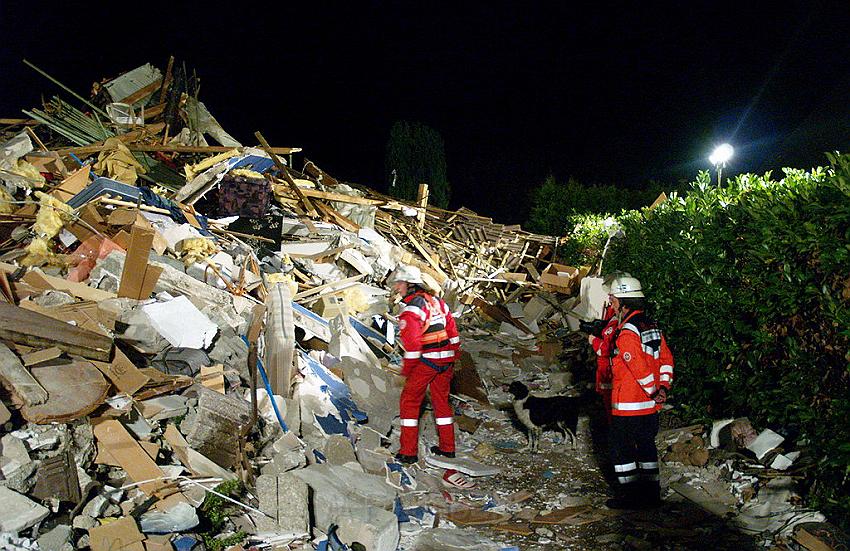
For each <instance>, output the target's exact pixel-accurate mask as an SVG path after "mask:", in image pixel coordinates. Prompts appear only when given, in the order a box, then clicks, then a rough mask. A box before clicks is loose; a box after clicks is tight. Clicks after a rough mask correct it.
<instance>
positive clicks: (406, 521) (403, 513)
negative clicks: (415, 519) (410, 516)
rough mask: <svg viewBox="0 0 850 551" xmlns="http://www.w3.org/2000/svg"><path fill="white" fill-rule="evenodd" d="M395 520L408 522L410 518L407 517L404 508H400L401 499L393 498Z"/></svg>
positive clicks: (407, 516) (401, 506)
mask: <svg viewBox="0 0 850 551" xmlns="http://www.w3.org/2000/svg"><path fill="white" fill-rule="evenodd" d="M393 512H394V513H395V516H396V518H397V519H398V521H399V522H410V517H409V516H407V512H405V510H404V507H402V506H401V498H399V497H396V498H395V507H394V508H393Z"/></svg>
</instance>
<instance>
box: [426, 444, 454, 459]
mask: <svg viewBox="0 0 850 551" xmlns="http://www.w3.org/2000/svg"><path fill="white" fill-rule="evenodd" d="M431 453H433V454H434V455H442V456H443V457H448V458H449V459H454V457H455V452H444V451H443V450H441V449H440V446H431Z"/></svg>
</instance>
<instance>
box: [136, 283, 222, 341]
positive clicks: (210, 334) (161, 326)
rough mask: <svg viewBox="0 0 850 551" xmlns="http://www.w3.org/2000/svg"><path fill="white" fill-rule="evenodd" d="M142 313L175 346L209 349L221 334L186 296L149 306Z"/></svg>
mask: <svg viewBox="0 0 850 551" xmlns="http://www.w3.org/2000/svg"><path fill="white" fill-rule="evenodd" d="M142 310H143V311H144V313H145V314H147V316H148V317H149V318H150V320H151V323H152V324H153V326H154V328H156V330H157V331H159V334H160V335H162V336H163V337H164V338H165V340H167V341H168V342H169V343H170V344H171V346H174V347H178V348H209V346H210V345H211V344H212V341H213V338H215V335H216V333H218V326H217V325H215V324H214V323H213V322H212V321H210V319H209V318H208V317H207V316H205V315H204V314H203V313H201V311H200V310H198V309H197V308H196V307H195V305H194V304H192V302H191V301H190V300H189V299H188V298H186V297H185V296H179V297H177V298H175V299H173V300H169V301H168V302H155V303H153V304H147V305H145V306H143V307H142Z"/></svg>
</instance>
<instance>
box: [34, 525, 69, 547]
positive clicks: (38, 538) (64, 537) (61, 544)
mask: <svg viewBox="0 0 850 551" xmlns="http://www.w3.org/2000/svg"><path fill="white" fill-rule="evenodd" d="M70 542H71V527H70V526H68V525H67V524H60V525H58V526H55V527H53V529H52V530H50V531H49V532H47V533H45V534H42V535H41V536H40V537H39V538H38V539H37V540H36V543H38V548H39V549H40V550H41V551H65V549H66V548H65V546H66V545H70Z"/></svg>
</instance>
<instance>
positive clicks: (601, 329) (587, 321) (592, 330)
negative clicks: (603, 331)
mask: <svg viewBox="0 0 850 551" xmlns="http://www.w3.org/2000/svg"><path fill="white" fill-rule="evenodd" d="M606 325H608V322H607V321H605V320H593V321H580V322H579V324H578V328H579V331H581V332H582V333H587V334H588V335H594V336H596V337H601V336H602V330H603V329H605V326H606Z"/></svg>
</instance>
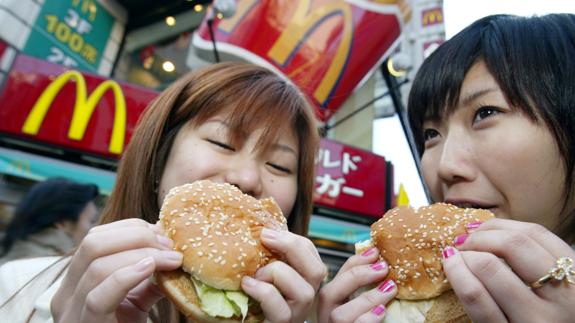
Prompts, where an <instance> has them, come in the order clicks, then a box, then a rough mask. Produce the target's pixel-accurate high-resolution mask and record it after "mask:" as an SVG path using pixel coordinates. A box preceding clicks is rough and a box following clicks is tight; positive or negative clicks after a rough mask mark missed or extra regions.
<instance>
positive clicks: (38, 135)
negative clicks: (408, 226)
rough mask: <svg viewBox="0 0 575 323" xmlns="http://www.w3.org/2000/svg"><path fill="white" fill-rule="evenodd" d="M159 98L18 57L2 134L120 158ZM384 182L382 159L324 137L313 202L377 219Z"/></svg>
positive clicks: (2, 127)
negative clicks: (134, 135) (374, 217)
mask: <svg viewBox="0 0 575 323" xmlns="http://www.w3.org/2000/svg"><path fill="white" fill-rule="evenodd" d="M156 95H157V93H156V92H152V91H149V90H146V89H143V88H140V87H137V86H133V85H128V84H121V85H120V84H118V83H116V82H115V81H113V80H109V79H104V78H102V77H98V76H94V75H90V74H86V73H79V72H77V71H73V70H65V69H64V68H62V67H61V66H60V65H56V64H52V63H48V62H45V61H42V60H39V59H36V58H32V57H28V56H25V55H19V56H18V57H17V58H16V59H15V62H14V65H13V66H12V69H11V71H10V73H9V77H8V80H7V82H6V85H5V87H4V91H3V93H2V94H0V133H3V134H8V135H10V136H12V137H19V138H22V139H24V140H27V141H35V142H39V143H47V144H49V145H52V146H57V147H59V148H61V149H64V150H70V151H79V152H84V153H89V154H92V155H96V156H104V157H111V158H117V157H119V155H120V154H121V152H122V150H123V149H124V147H125V145H126V144H127V143H128V141H129V140H130V137H131V135H132V132H133V130H134V127H135V125H136V123H137V121H138V118H139V117H140V115H141V114H142V112H143V110H144V109H145V107H146V105H147V104H148V103H149V102H150V101H151V100H152V99H153V98H154V97H155V96H156ZM386 187H387V181H386V161H385V159H384V158H383V157H381V156H377V155H374V154H373V153H371V152H368V151H364V150H360V149H357V148H353V147H350V146H346V145H343V144H341V143H338V142H335V141H332V140H328V139H322V141H321V150H320V153H319V158H318V164H317V176H316V185H315V192H314V202H315V203H317V204H318V205H323V206H327V207H330V208H334V209H339V210H344V211H348V212H351V213H354V214H361V215H367V216H373V217H379V216H381V215H382V214H383V213H384V211H385V205H386Z"/></svg>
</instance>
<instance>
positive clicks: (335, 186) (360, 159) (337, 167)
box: [315, 149, 363, 198]
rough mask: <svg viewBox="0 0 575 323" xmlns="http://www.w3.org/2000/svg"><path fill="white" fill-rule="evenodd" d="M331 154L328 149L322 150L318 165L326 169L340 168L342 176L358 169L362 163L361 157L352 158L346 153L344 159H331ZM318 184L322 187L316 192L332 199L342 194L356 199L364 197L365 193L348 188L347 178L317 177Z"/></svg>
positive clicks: (349, 155)
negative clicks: (352, 197)
mask: <svg viewBox="0 0 575 323" xmlns="http://www.w3.org/2000/svg"><path fill="white" fill-rule="evenodd" d="M331 158H332V157H331V152H330V151H329V150H328V149H320V151H319V159H318V163H319V164H320V166H321V167H323V168H324V169H330V168H340V169H341V174H343V175H347V174H349V173H350V172H351V171H356V170H357V169H358V165H357V164H358V163H360V162H361V156H357V155H354V156H352V155H351V154H350V153H348V152H344V153H343V156H342V159H333V160H332V159H331ZM316 182H317V183H319V184H320V185H319V186H318V187H316V189H315V191H316V193H318V194H327V195H328V196H329V197H331V198H336V197H338V196H339V195H340V194H341V193H343V194H347V195H352V196H356V197H363V191H362V190H360V189H357V188H354V187H350V186H346V185H345V184H346V180H345V176H342V177H332V175H330V174H329V173H325V174H323V175H319V176H317V177H316Z"/></svg>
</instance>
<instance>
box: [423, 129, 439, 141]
mask: <svg viewBox="0 0 575 323" xmlns="http://www.w3.org/2000/svg"><path fill="white" fill-rule="evenodd" d="M438 136H439V132H438V131H437V130H435V129H425V130H423V141H428V140H431V139H433V138H436V137H438Z"/></svg>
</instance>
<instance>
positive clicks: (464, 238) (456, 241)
mask: <svg viewBox="0 0 575 323" xmlns="http://www.w3.org/2000/svg"><path fill="white" fill-rule="evenodd" d="M467 237H468V235H467V234H466V233H464V234H460V235H458V236H457V237H455V240H453V243H454V244H455V245H456V246H461V245H462V244H463V243H464V242H465V240H467Z"/></svg>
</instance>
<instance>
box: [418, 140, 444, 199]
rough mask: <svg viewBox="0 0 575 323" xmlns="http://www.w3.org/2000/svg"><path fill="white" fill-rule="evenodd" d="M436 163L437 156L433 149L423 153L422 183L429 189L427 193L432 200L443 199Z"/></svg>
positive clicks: (422, 157) (421, 158)
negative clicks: (423, 181) (435, 153)
mask: <svg viewBox="0 0 575 323" xmlns="http://www.w3.org/2000/svg"><path fill="white" fill-rule="evenodd" d="M438 165H439V157H438V156H435V154H434V153H433V151H430V152H426V153H425V154H423V156H422V158H421V173H422V175H423V181H424V184H425V185H426V186H427V188H428V189H429V193H431V198H432V200H433V201H442V200H443V193H442V189H441V181H440V180H439V176H438V175H439V173H438Z"/></svg>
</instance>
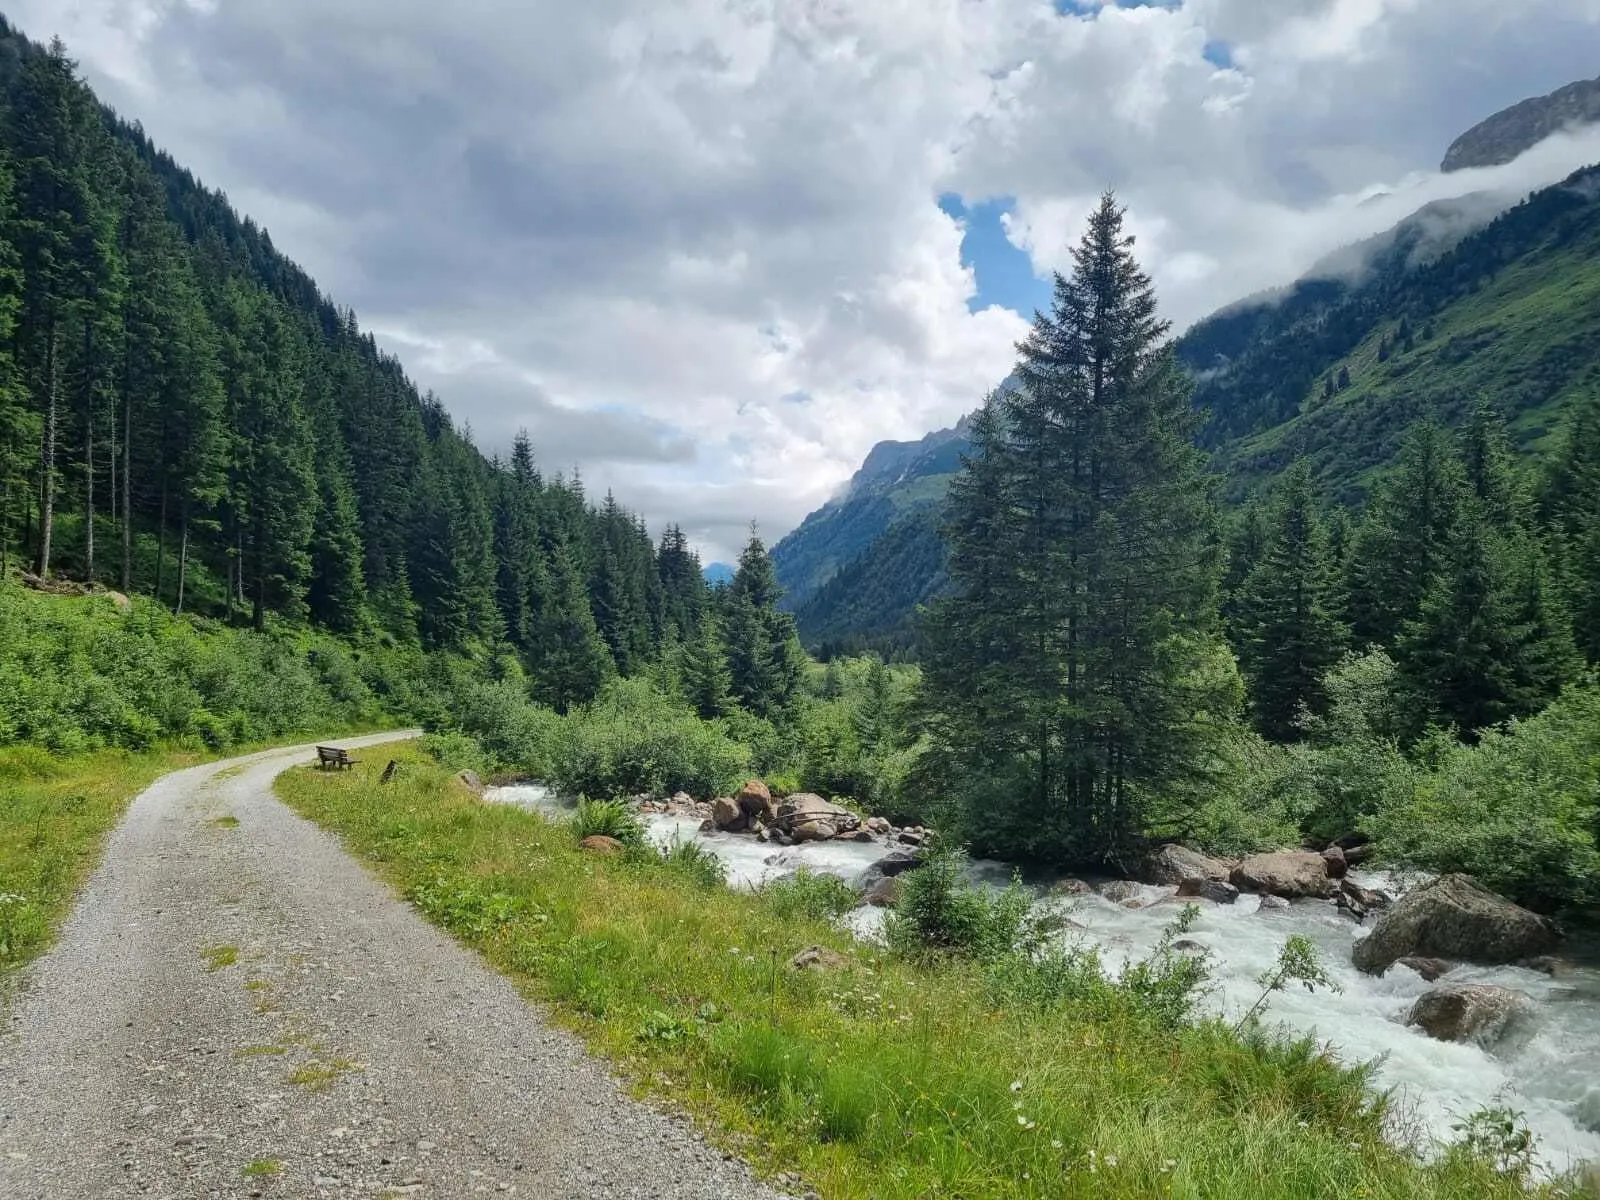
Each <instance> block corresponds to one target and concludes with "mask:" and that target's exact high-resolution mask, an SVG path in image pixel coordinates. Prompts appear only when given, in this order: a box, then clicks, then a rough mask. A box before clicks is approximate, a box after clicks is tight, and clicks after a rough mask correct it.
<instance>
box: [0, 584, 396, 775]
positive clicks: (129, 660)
mask: <svg viewBox="0 0 1600 1200" xmlns="http://www.w3.org/2000/svg"><path fill="white" fill-rule="evenodd" d="M363 658H379V659H381V658H384V656H381V654H363V651H360V650H354V648H350V646H349V645H344V643H341V642H338V640H334V638H331V637H326V635H323V634H317V632H306V630H299V632H286V630H280V629H270V630H269V632H256V630H240V629H229V627H226V626H222V624H219V622H214V621H203V619H194V618H174V616H173V614H171V613H168V611H166V610H165V608H162V606H160V605H157V603H154V602H150V600H144V598H136V600H134V602H133V608H131V611H128V613H122V611H120V610H118V608H117V606H115V605H112V603H109V602H106V600H104V598H102V597H94V595H90V597H58V595H40V594H35V592H29V590H24V589H21V587H18V586H16V584H11V582H0V741H29V742H35V744H40V746H46V747H50V749H51V750H54V752H58V754H80V752H88V750H96V749H102V747H117V749H131V750H142V749H149V747H150V746H152V744H154V742H157V741H178V742H187V744H203V746H206V747H208V749H224V747H227V746H232V744H237V742H242V741H256V739H266V738H280V736H285V734H296V733H325V731H330V730H333V728H346V726H350V725H357V723H378V722H379V720H382V718H384V717H386V715H387V714H397V715H398V714H406V712H410V709H406V707H403V706H389V704H386V701H382V699H381V698H379V694H378V693H376V690H374V688H373V686H371V683H370V682H368V678H366V674H365V672H366V670H368V666H366V664H365V662H362V661H360V659H363ZM382 670H386V672H387V674H389V675H390V680H389V688H387V690H389V691H390V693H395V694H398V693H400V691H403V688H398V686H397V683H398V680H397V678H394V677H395V675H398V674H402V670H403V667H397V666H395V664H382ZM411 691H414V688H411Z"/></svg>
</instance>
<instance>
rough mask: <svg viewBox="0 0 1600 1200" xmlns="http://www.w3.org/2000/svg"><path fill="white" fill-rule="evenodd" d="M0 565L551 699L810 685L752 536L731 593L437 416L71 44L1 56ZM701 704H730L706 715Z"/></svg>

To do –
Reproduce the lines of the entries above from the one with "positive clicks: (38, 135)" to the one with "positive clicks: (2, 127)", both included, exactly and without any other line.

Your solution –
positive clicks: (38, 135)
negative clicks: (408, 226)
rough mask: <svg viewBox="0 0 575 323" xmlns="http://www.w3.org/2000/svg"><path fill="white" fill-rule="evenodd" d="M159 98L18 57L2 134L120 158ZM384 182L382 159L324 137L313 202L377 219Z"/></svg>
positive clicks: (2, 127)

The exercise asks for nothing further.